◆ SET PROBLEM: Copy the part of the listing that opens with the line containing "For every instance of the blurred" and closes with the line containing "[[62, 143]]", substituting "leaves" for "foliage" and changing nothing else. Leave the pictures out.

◆ DATASET EXCERPTS:
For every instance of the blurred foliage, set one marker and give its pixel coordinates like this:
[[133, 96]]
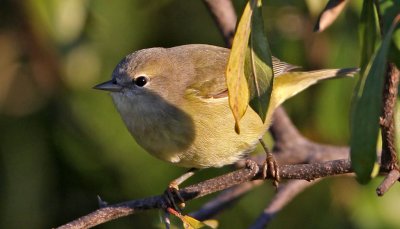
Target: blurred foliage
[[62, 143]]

--

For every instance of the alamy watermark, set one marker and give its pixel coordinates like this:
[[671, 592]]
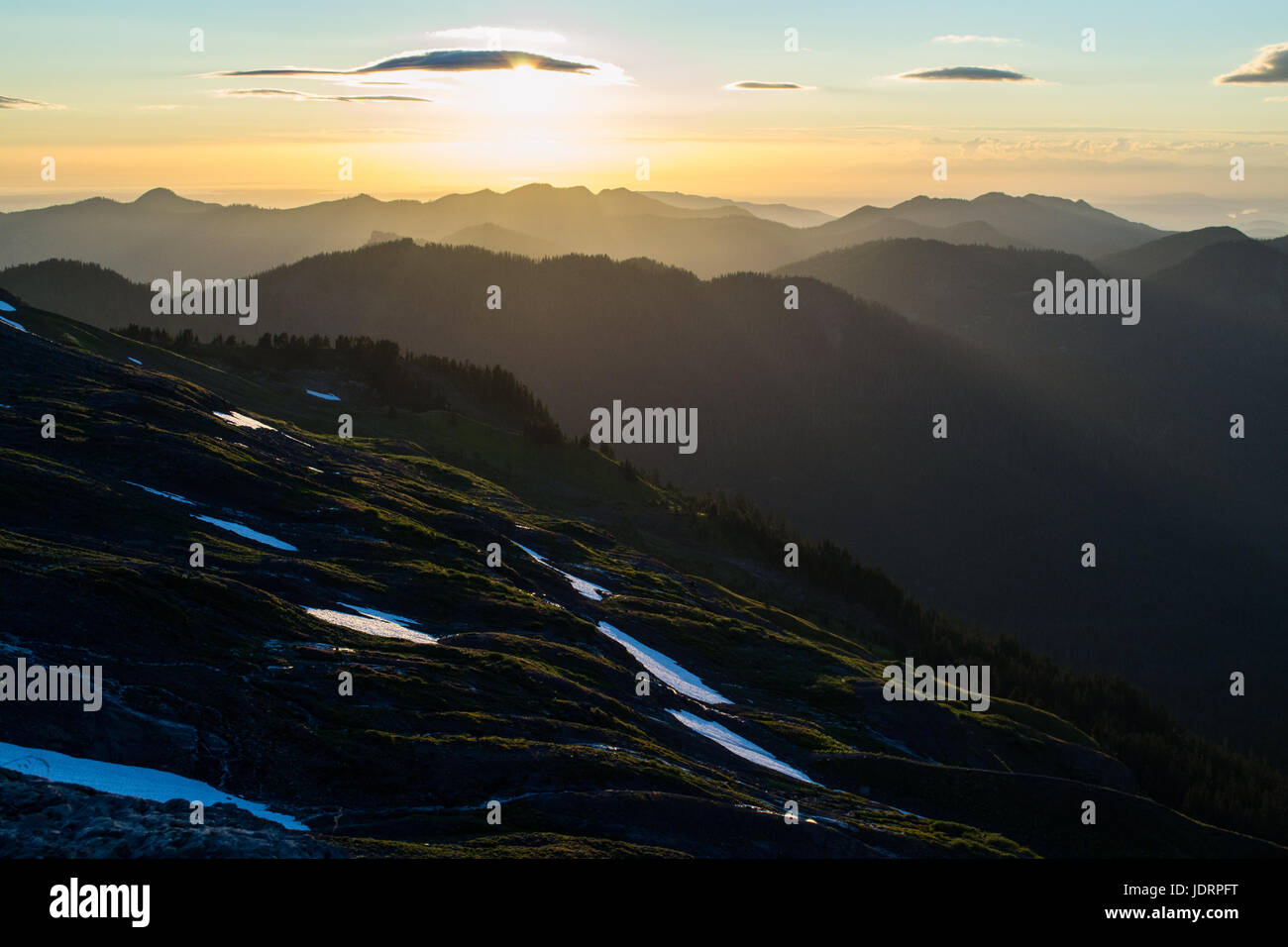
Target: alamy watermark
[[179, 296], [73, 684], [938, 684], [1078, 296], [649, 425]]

◆ ANSWER TO THE EXERCISE:
For every instance of the blurred leaves, set one marker and give its pixel coordinates like this:
[[133, 96]]
Target: blurred leaves
[[62, 143]]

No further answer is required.